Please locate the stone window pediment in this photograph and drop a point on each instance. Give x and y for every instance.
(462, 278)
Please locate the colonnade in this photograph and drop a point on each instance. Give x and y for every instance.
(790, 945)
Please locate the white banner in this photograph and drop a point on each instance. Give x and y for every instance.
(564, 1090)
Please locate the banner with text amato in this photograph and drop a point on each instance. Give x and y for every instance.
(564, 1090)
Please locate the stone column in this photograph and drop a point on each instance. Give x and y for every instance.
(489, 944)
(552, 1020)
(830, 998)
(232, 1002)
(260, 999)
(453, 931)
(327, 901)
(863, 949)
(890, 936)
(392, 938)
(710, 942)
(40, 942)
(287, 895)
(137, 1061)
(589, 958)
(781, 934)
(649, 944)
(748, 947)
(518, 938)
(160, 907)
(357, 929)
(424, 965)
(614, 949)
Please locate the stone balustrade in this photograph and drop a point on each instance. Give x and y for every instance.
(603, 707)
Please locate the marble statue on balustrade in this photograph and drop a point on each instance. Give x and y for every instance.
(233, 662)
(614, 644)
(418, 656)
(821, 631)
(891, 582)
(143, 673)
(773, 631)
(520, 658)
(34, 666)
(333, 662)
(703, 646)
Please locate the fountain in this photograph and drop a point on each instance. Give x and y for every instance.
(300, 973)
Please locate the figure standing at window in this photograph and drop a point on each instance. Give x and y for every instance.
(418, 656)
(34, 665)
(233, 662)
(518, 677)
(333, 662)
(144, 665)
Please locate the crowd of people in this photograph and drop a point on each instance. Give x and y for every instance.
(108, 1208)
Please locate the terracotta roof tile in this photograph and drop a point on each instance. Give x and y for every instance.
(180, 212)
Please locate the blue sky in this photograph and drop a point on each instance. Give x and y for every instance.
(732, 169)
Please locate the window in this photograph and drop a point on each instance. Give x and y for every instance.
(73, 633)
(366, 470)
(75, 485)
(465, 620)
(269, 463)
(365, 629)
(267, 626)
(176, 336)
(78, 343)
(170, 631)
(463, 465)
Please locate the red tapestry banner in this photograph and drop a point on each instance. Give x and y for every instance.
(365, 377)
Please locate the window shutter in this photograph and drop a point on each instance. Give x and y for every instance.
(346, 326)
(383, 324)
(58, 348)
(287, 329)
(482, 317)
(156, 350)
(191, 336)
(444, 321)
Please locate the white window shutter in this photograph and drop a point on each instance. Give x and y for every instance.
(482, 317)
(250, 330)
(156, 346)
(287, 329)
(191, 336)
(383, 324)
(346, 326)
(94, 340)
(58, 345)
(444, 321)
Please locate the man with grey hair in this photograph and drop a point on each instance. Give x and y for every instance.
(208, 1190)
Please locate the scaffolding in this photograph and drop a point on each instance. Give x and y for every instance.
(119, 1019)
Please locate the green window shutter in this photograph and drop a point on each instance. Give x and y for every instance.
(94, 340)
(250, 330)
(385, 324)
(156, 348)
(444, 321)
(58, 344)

--- --- ---

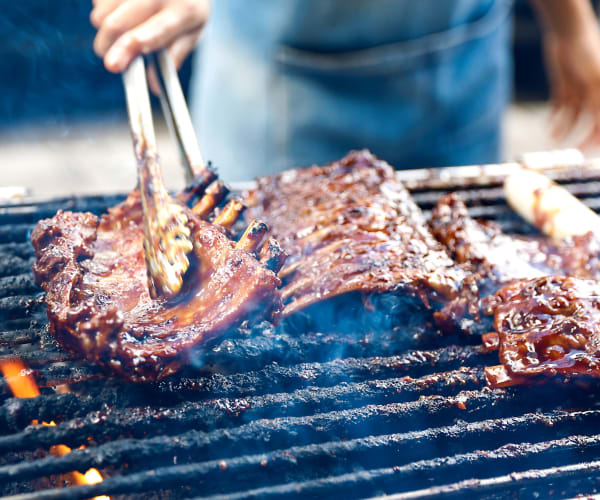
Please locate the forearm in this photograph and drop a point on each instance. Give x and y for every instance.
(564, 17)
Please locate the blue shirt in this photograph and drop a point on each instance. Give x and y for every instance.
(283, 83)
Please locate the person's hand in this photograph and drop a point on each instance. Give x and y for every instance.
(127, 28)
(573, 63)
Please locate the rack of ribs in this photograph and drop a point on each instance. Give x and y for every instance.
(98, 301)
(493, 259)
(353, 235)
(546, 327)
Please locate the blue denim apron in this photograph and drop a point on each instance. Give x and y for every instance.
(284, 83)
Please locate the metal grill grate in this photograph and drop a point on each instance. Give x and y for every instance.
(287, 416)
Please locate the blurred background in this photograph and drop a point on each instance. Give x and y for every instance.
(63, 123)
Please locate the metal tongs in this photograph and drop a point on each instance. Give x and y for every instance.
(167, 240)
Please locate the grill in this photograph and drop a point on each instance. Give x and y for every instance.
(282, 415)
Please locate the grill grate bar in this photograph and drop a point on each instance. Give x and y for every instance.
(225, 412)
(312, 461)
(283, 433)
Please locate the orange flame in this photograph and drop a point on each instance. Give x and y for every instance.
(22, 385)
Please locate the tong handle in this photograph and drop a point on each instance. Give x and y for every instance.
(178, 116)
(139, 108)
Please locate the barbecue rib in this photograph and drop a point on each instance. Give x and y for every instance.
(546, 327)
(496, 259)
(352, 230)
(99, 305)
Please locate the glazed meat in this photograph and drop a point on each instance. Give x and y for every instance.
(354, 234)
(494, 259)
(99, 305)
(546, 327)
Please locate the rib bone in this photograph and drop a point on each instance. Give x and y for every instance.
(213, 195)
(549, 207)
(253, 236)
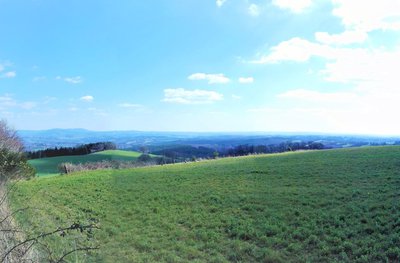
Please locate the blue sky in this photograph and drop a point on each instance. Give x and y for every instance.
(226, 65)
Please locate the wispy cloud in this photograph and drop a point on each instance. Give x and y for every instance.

--- --- ---

### WHAT THE TASK ASKS
In the listing above, switch "drop a point" to "place a marker" in the lines starting with the one containing "Please locate the rib" and going on through the one containing "Please locate the wispy", leaving everything else unchanged. Return only those lines, without the pictures.

### CORRECT RESPONSE
Please locate the rib bone in this photograph and place a marker on each instance. Give x and y for every instance.
(213, 195)
(549, 207)
(253, 236)
Please locate the blue sky in this photograph and place a marker on each instance. Give x and y for every instance.
(226, 65)
Please locate the wispy cloud in this photograph and place a marker on each instance. Give x and y for every instance.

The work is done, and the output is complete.